▶ _Task directions_: The pictures stay out; all of the data is to be printed exactly.

.....

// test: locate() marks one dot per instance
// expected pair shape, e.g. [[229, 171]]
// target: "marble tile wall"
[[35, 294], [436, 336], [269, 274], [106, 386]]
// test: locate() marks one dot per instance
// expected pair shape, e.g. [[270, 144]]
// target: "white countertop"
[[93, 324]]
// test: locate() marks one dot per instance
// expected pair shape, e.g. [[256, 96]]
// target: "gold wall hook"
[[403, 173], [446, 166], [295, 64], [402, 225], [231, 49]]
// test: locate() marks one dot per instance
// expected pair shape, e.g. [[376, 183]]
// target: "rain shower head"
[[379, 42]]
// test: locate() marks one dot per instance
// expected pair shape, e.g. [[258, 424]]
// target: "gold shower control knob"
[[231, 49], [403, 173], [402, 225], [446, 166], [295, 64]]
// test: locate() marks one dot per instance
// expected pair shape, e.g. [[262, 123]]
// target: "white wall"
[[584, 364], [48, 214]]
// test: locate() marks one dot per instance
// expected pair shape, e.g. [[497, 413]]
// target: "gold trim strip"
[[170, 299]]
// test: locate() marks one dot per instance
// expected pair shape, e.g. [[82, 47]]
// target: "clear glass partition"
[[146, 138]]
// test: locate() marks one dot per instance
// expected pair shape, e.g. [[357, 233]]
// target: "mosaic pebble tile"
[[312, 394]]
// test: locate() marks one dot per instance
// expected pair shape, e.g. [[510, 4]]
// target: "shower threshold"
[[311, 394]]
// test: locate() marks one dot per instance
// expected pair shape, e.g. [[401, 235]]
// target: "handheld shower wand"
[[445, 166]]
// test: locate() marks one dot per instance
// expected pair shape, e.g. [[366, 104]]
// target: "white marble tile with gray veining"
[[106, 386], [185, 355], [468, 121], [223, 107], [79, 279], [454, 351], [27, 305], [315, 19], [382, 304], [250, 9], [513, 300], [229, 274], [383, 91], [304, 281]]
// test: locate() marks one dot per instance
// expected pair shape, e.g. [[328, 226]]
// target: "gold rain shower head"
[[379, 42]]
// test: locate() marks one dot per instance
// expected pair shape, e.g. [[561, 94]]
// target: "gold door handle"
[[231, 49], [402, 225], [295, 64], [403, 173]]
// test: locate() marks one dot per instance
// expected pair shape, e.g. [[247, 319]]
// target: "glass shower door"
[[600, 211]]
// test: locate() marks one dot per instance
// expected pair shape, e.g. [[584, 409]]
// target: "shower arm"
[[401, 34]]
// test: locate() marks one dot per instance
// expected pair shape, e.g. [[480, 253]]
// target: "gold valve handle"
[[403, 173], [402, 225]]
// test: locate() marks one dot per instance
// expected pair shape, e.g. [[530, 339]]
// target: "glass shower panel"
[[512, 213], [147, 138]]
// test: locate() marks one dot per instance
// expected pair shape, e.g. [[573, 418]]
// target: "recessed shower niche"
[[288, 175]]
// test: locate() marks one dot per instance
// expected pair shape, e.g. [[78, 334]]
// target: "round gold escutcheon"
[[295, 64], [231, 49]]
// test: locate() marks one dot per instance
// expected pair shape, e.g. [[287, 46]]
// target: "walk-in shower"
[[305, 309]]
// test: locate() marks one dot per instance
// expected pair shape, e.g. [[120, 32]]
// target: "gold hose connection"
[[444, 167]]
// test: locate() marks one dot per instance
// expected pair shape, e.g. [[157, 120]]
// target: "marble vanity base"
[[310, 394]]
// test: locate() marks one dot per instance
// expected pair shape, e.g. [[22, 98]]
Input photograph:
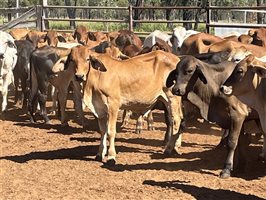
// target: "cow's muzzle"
[[178, 91], [227, 90], [2, 56], [80, 77]]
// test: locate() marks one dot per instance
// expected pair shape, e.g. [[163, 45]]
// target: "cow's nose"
[[227, 90], [82, 42], [176, 91], [79, 77]]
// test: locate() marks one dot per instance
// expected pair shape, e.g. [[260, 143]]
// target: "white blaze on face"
[[227, 90]]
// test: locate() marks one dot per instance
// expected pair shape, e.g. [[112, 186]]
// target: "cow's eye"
[[240, 71], [189, 71], [10, 44]]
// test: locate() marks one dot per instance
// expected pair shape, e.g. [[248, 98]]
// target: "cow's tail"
[[32, 87]]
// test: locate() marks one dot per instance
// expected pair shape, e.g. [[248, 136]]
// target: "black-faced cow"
[[199, 82]]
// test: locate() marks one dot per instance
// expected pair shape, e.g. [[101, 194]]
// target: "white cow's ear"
[[97, 64], [201, 74], [261, 71]]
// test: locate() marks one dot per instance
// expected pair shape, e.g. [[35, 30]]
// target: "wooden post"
[[45, 23], [130, 17], [208, 20], [9, 16], [39, 18]]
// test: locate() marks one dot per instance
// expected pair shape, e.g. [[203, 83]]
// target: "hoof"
[[98, 158], [138, 131], [111, 162], [48, 122], [53, 112], [151, 128], [226, 173], [261, 158], [65, 124], [173, 152]]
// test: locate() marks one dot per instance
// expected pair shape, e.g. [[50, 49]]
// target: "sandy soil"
[[41, 161]]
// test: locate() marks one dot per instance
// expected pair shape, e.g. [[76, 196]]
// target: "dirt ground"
[[40, 161]]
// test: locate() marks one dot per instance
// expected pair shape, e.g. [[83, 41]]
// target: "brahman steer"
[[198, 43], [41, 64], [180, 34], [8, 60], [248, 83], [22, 69], [135, 84], [259, 36], [199, 82]]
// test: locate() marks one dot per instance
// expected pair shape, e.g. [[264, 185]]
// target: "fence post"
[[130, 17], [39, 18], [208, 20]]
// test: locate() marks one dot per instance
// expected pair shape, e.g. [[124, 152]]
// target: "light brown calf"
[[248, 83], [135, 84]]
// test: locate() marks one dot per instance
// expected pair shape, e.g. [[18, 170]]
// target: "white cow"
[[8, 60], [178, 37]]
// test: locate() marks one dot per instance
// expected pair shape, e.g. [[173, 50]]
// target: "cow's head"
[[238, 54], [259, 36], [81, 35], [52, 38], [83, 58], [187, 71], [243, 76]]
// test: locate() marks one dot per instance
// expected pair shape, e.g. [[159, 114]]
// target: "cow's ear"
[[260, 70], [201, 74], [97, 64], [43, 38], [170, 79]]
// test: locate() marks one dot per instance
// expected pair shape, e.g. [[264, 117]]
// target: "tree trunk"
[[260, 15], [71, 13], [137, 13], [187, 15]]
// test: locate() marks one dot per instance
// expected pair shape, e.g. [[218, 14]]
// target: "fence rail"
[[42, 19]]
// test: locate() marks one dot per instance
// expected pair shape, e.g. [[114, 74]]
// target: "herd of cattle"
[[223, 78]]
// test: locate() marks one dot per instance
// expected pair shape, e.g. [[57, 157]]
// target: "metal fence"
[[38, 15]]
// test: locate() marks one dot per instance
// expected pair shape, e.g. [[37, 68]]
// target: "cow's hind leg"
[[150, 121], [111, 128], [6, 81], [236, 125], [139, 125], [103, 145], [42, 102]]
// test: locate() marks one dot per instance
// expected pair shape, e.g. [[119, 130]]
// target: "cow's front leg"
[[111, 128], [6, 81], [236, 125], [42, 102], [139, 125], [62, 97], [262, 156], [102, 121]]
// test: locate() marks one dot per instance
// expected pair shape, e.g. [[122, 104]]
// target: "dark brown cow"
[[199, 82], [248, 83], [81, 34], [198, 43], [112, 85], [259, 36]]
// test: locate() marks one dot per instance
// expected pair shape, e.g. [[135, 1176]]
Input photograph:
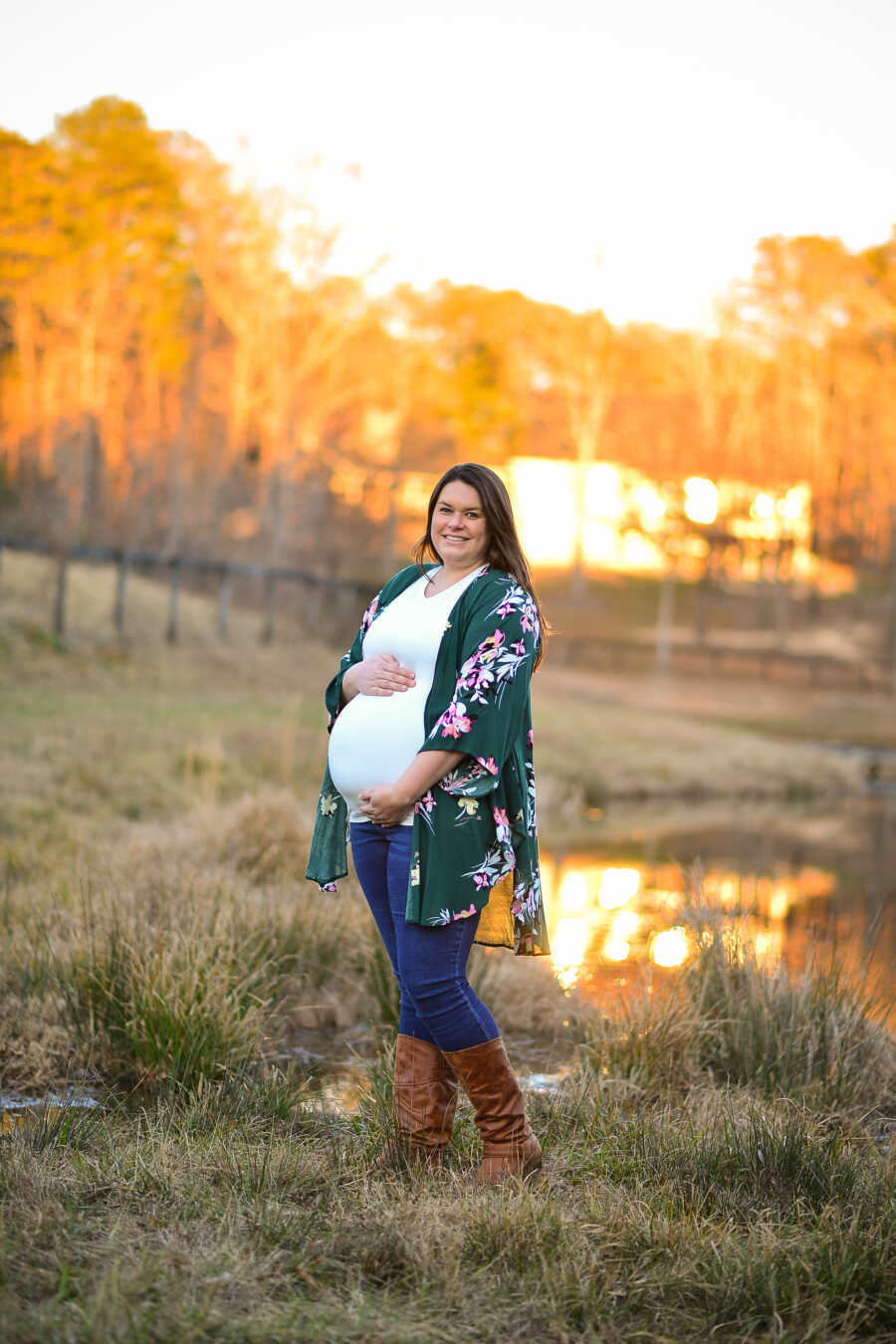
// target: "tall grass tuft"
[[189, 1007], [814, 1036], [731, 1020]]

.....

▶ _Answer to the problem_:
// test: locate() marks one dot per instance
// expected pair shape, e.g. [[229, 171]]
// target: "marble tile wall"
[[35, 294], [436, 336], [269, 274], [106, 386]]
// test: locate() marks one dot per instance
// expected pair shape, e.g. [[270, 144]]
// target: "white countertop"
[[93, 324]]
// test: locate() marks one dot per instance
// expected pair shape, e.g. [[256, 96]]
// target: "gold wall hook"
[[403, 173], [446, 166], [295, 64], [402, 225], [231, 49]]
// test: locate() marks one dot per instance
// expected pair shape, e.g. [[376, 183]]
// target: "rain shower head"
[[379, 42]]
// test: locate() marks one dot per instance
// expected pair shape, e.g. [[258, 424]]
// target: "gold shower control knob"
[[231, 49], [403, 173], [402, 225], [446, 166], [295, 64]]
// test: locate() marks one dot per instance
// expected pair shape, e.g. [[262, 123]]
// target: "white wall"
[[584, 364], [48, 214]]
// test: locate() marks one dot per instance
// expected pair shape, e.g. [[497, 413]]
// target: "gold trim strip"
[[170, 299]]
// test: locate() marks one dot per instance
// expected pair shape, e.g. [[82, 47]]
// target: "clear glass partition"
[[146, 138]]
// test: locate() marks one dot per instance
// expected pair shape, e.g. [[357, 233]]
// target: "mosaic pebble tile"
[[312, 394]]
// test: locate() marks one dot per instance
// expected pair shape, e.g. [[510, 4]]
// target: "shower threshold"
[[311, 394]]
// test: locate() marks one dot per instance
// expected pair shape, e.g. [[401, 235]]
// target: "handheld shower wand"
[[445, 166]]
// test: locate() marks one dot per instance
// expected pair shape, e.g. [[366, 104]]
// target: "white marble tile with gray veining"
[[106, 386], [185, 355], [468, 121], [223, 107], [79, 279], [454, 351], [27, 305], [315, 19], [382, 304], [250, 9], [513, 300], [229, 274], [383, 91], [304, 281]]
// test: locate() marks one dot per instance
// expected pair shape, e.g. [[328, 226]]
// target: "gold rain shower head"
[[379, 42]]
// test: locate() marks one dot per instance
// expected pair shape, e.g. [[561, 94]]
// target: "gold door handle"
[[231, 49], [402, 225], [295, 64], [403, 173]]
// test: locate() marks one dot per instance
// expected pair shape, e.g. [[247, 319]]
// target: "glass shower door"
[[600, 211]]
// test: locate() marks one dot per instance
// expected pair shape, e.g. [[584, 409]]
// target: "shower arm"
[[401, 34]]
// test: locate() marks one dot per instance
// expected pair shape, e.g. [[480, 253]]
// target: "gold valve handle"
[[403, 173], [402, 225]]
// test: locate() marks one dot per instance
// expected pair shape, e.g. [[530, 339]]
// target: "glass shower panel"
[[512, 213], [147, 138]]
// test: locate() marks one dot per instance
// expected pair shape, e.g. [[573, 418]]
// target: "recessed shower niche"
[[288, 175]]
// test: locate() marks one dot per instance
// expected pair shape, e.g. [[78, 334]]
// target: "round gold escutcheon"
[[295, 64], [231, 49]]
// test: locate() marks one dot per instance
// expected pair shape, e.g. [[287, 46]]
// target: "walk-in shower"
[[305, 309]]
// test: locate() marks one dot per instance
// expected pair shape, e.g. [[120, 32]]
// target: "gold hose connection"
[[444, 167]]
// test: locate() marks one dot per instance
// expected pair shape, e.g. [[157, 120]]
// target: "marble vanity base"
[[310, 394]]
// test: locate() marks one dot per instance
// expected pair shape, e.g. [[22, 98]]
Input photograph:
// target: "cow's muzzle"
[[178, 91], [227, 90], [2, 56], [80, 77]]
// test: locate() marks one dot per instance
// expected pair shape, e.g. [[163, 45]]
// target: "cow's nose"
[[227, 90], [82, 42], [176, 91], [79, 77]]
// test: locate() marks one dot per instance
// expected pair shape, e.g. [[260, 143]]
// target: "white blaze on face"
[[227, 90]]
// test: locate() marks one dot per instance
// expected pair shape, e.g. [[112, 186]]
// target: "cow's eye"
[[240, 71], [189, 71], [10, 44]]
// test: locate() marks one dot per instance
// expected pair shape, e.g. [[248, 98]]
// target: "cow's tail"
[[32, 87]]
// test: locate() marks one dot per instance
// expected pair shape, e.g. [[248, 136]]
// target: "black-faced cow"
[[199, 82]]
// test: locate() marks one dot per instance
// expected pair shape, e.g. [[101, 194]]
// target: "white cow's ear"
[[97, 64], [201, 74], [261, 71]]
// test: locate() marks one dot per instance
// expected pair shape, e.g. [[35, 30]]
// target: "wooden post"
[[45, 23], [130, 17], [208, 20], [9, 16], [39, 18]]
// test: locate() marks one dot per instance
// expected pair shape, e.g. [[203, 83]]
// target: "hoof"
[[98, 158], [138, 131], [111, 162], [48, 122], [53, 112], [151, 128], [226, 173], [261, 158], [65, 124], [173, 152]]
// test: locate() marks one dot per instance
// expected pair shape, e.g. [[50, 49]]
// target: "sandy soil"
[[41, 161]]
// test: locate() marks one dot per instance
// expected pair shape, e.g. [[76, 196]]
// target: "dirt ground"
[[40, 161]]
// test: locate() marks one dot per instance
// expected pair shape, e.g. [[83, 41]]
// target: "brahman steer"
[[198, 43], [41, 64], [180, 34], [8, 60], [248, 83], [22, 69], [135, 84], [259, 36], [199, 82]]
// test: locate() marks one dot per instance
// expected pair shape, e.g. [[264, 185]]
// target: "fence post"
[[130, 17], [39, 18], [208, 20]]
// test: locate() marks one dot per instance
// expected pair shape, e.g. [[124, 152]]
// target: "light brown calf"
[[248, 83], [135, 84]]
// test: locate() marks one dot per instance
// expected pair shape, e.g. [[18, 170]]
// target: "white cow"
[[8, 60], [178, 37]]
// test: locate() marks one dot per instance
// expected pair shape, e.g. [[173, 50]]
// target: "cow's head"
[[238, 54], [259, 36], [81, 35], [52, 38], [83, 58], [187, 71], [243, 76]]
// test: locate() marks one dot per instance
// expected pair shape, e.g. [[159, 114]]
// target: "cow's ear"
[[260, 70], [201, 74], [97, 64], [43, 38], [170, 79]]
// test: locate() marks one dot per instance
// expected pair shape, e.g. [[264, 117]]
// target: "tree trunk"
[[260, 15], [71, 13], [137, 13], [187, 15]]
// test: locate() marks one dot per instance
// expected pair shape, e.g. [[218, 14]]
// target: "fence rail"
[[42, 19]]
// test: locate() marks one dot per instance
// expected pair shape, e.g. [[114, 74]]
// target: "herd of cattle"
[[223, 78]]
// test: locate() marks one dot per instance
// expected pair shape, e.g. [[57, 157]]
// target: "metal fence"
[[38, 15]]
// test: locate() marks one dot per instance
// expected pair shape, e.g. [[37, 68]]
// target: "cow's hind leg"
[[150, 121], [111, 128], [6, 81], [236, 125], [139, 125], [103, 145], [42, 102]]
// test: locate() marks one dot per instance
// expected pair shape, e.g. [[119, 130]]
// target: "cow's front leg"
[[111, 128], [6, 81], [236, 125], [42, 102], [139, 125], [62, 97], [262, 156], [102, 121]]
// test: locate() marks one dot per instance
// expected pair shape, e.g. [[122, 104]]
// target: "dark brown cow"
[[199, 82], [248, 83], [81, 34], [198, 43], [112, 85], [259, 36]]
// test: locate() marks one dot per instance
// expected pair shape, e.g. [[135, 1176]]
Input photograph:
// target: "tall grass tuft"
[[189, 1007], [814, 1036], [731, 1020]]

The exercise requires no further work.